Avec mes collègues et homologues, Alexandre Bohn et Catherine Texier (respectivement directeur du Frac Poitou-Charentes et directrice du Frac-artothèque Limousin), nous nous sommes retrouvés à la tribune pour présenter un projet de commande, confié à l’artiste Jane Harris pour imaginer un emblème de la Nouvelle Aquitaine.
Sous les lustres de la République, rue de Valois, dans une ambiance chaleureuse, l’image était belle : trois directeurs incarnant les trois Frac situés dans ce quart sud-ouest de la France et le projet d’une artiste d’origine britannique qui vit et travaille en Dordogne, formée au Goldsmiths College (pas moins !).
Mais à Paris, les choses résonnent différemment, forcément. Un instant, j’ai senti vaguement les fronts se plisser, entraperçu quelques sourcils montés en accents circonflexe, des regards interrogateurs : « Jane qui ? »… N’était-ce pas là le signe d’un décalage ?
Name dropping
A rester dans la capitale trop longtemps (j’en étais), on pourrait croire que l’actualité de l’art se limite à un périmètre bien balisé et géo-localisé. Le sport qui s’y pratique souvent, consciemment ou non, est celui du « name dropping ». Effet de concentration ou coalition d’intérêts, les programmations égrènent les mêmes listes d’artistes dont les échos se télescopent et se renvoient en canon.
Même les grands formats, lorsqu’ils sont décentralisés, n’informent que très peu sur une création implantée localement, là où ces mêmes manifestations ont lieu (la dernière Biennale de Lyon sur le thème de la modernité a fait l’impasse sur le travail de l’artiste lyonnaise, Géraldine Kosiak, « La Modernité n’a pas d’âge »).
Et pourtant, les noms de ceux qui ne sont pas abonnés aux foires ou autre manifestation surmédiatisée devraient susciter la curiosité de nos regards avides de nouveauté. Chercher « au fond de l’inconnu pour trouver du nouveau » disait Baudelaire.
Conjuguer les réseaux
Il y a eu des foyers d’artistes importants tels que Nice ou Nantes, et il y en aura d’autres. Des stars artistes continuent de vivre et travailler en région : Céleste Boursier-Mougenot à Sète, Bruno Peinado et Virginie Barré à Douarnenez, Lili Reynaud à Grenoble, Patrick Neu dans les Vosges, Hubert Duprat près de Nîmes… Et de jeunes artistes ont fait le choix d’y revenir : Benoît Maire à Bordeaux.

[Jeu de données]
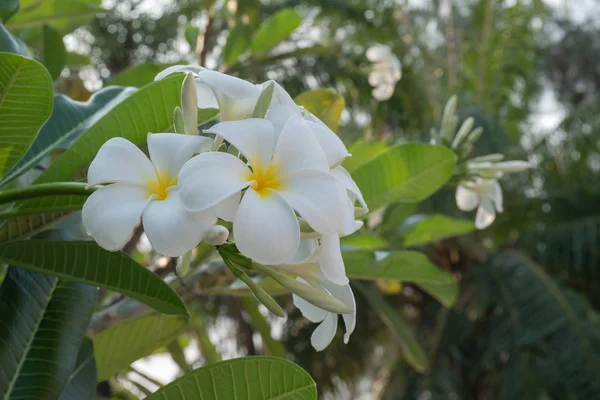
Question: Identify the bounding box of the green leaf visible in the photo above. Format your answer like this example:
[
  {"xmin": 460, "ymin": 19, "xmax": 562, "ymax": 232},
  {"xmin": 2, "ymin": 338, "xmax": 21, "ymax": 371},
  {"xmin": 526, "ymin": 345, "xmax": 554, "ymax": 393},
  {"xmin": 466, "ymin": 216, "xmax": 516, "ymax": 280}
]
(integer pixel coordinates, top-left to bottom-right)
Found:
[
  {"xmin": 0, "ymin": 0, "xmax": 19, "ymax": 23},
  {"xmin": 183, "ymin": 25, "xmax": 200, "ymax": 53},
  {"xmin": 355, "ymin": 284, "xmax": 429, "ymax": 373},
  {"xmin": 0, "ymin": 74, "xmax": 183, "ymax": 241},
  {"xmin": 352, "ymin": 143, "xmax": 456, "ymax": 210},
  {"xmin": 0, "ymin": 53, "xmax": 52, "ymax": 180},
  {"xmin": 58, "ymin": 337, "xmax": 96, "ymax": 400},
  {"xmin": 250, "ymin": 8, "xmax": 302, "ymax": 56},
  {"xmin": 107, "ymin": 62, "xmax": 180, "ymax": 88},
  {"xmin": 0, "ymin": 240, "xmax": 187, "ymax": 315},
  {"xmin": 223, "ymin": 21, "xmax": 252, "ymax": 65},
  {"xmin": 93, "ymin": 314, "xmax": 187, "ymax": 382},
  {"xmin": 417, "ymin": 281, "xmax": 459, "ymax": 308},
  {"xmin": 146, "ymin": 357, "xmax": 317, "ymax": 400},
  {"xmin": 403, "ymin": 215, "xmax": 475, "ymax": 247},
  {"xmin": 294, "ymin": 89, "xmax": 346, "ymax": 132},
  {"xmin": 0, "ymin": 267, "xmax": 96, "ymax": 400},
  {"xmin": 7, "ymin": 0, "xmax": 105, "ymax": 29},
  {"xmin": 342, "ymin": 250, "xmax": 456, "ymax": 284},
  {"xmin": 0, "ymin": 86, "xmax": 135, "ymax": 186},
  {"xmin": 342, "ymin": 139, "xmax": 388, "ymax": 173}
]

--

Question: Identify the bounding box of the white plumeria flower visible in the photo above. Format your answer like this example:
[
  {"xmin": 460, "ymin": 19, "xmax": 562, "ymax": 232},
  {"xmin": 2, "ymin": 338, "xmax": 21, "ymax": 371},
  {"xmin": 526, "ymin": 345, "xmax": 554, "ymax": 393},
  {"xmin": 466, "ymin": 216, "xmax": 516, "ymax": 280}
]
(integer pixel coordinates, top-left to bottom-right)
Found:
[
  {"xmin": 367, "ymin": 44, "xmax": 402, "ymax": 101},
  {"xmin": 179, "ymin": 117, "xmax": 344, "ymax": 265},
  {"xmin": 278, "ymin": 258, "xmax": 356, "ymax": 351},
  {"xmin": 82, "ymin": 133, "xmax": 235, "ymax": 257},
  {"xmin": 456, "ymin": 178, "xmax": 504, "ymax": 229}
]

Consignes.
A – Recopiez le passage de l'extrait sur les Frac qui commence aux mots "Sous les lustres" et s'arrête après "d’un décalage ?", en changeant "Dordogne" en "Gironde".
B – Dans quel établissement l'artiste Jane Harris a-t-elle été formée, d'après l'extrait sur les Frac ?
C – Pouvez-vous résumer l'extrait sur les Frac en deux phrases ?
Ces données forment un ensemble indépendant de l'extrait.

Corrigés.
A –
Sous les lustres de la République, rue de Valois, dans une ambiance chaleureuse, l’image était belle : trois directeurs incarnant les trois Frac situés dans ce quart sud-ouest de la France et le projet d’une artiste d’origine britannique qui vit et travaille en Gironde, formée au Goldsmiths College (pas moins !).
Mais à Paris, les choses résonnent différemment, forcément. Un instant, j’ai senti vaguement les fronts se plisser, entraperçu quelques sourcils montés en accents circonflexe, des regards interrogateurs : « Jane qui ? »… N’était-ce pas là le signe d’un décalage ?

B – Au Goldsmiths College.

C – Trois directeurs de Frac ont présenté rue de Valois un projet de commande confié à l'artiste Jane Harris pour imaginer un emblème de la Nouvelle Aquitaine, ce qui a suscité à Paris des regards interrogateurs. L'extrait reproche au milieu parisien de pratiquer le « name dropping » en répétant les mêmes listes d'artistes, alors que des artistes reconnus continuent de vivre et travailler en région.